──────── DATASET EXTRACT

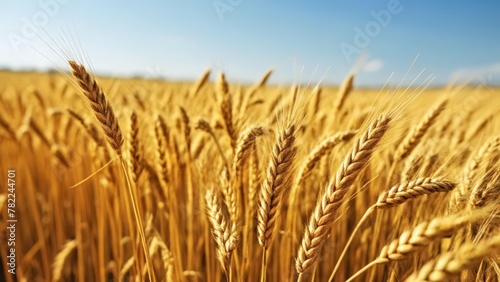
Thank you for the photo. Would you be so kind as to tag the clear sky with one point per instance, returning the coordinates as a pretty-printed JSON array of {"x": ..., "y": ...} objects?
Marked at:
[{"x": 302, "y": 40}]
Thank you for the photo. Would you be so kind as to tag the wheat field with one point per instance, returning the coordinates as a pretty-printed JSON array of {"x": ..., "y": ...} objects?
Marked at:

────────────────

Arrange every line of the rows above as a numbered list, omitting any blank lines. Leave the pictures out of the answer.

1. Thank you for the photo. Would you be so kind as to tag the clear sky with one point per instance, returning the coordinates as a pretty-printed JSON array of {"x": ..., "y": ...} objects?
2. Marked at:
3. [{"x": 302, "y": 40}]
4. Thank you for the photo. Would you be so kind as to tag the wheat field with one point per instance, returning the coordinates as a pretty-printed JSON array of {"x": ..., "y": ...} objects?
5. Marked at:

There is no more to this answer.